Set problem ▸ Reproduce the entries below word for word, omitting the pictures.

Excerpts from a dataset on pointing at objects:
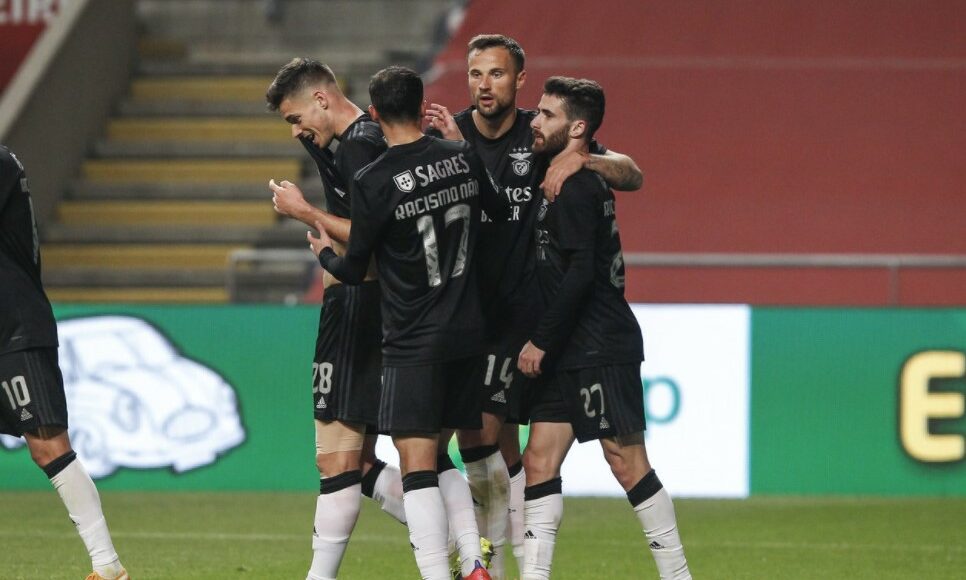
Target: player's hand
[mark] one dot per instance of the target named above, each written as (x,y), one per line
(529,360)
(288,200)
(563,166)
(442,120)
(317,244)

Worked answer ▸
Target: player's hand
[mark] one dot per instance of the target named above, each written as (x,y), one per line
(529,360)
(288,200)
(563,166)
(442,120)
(317,244)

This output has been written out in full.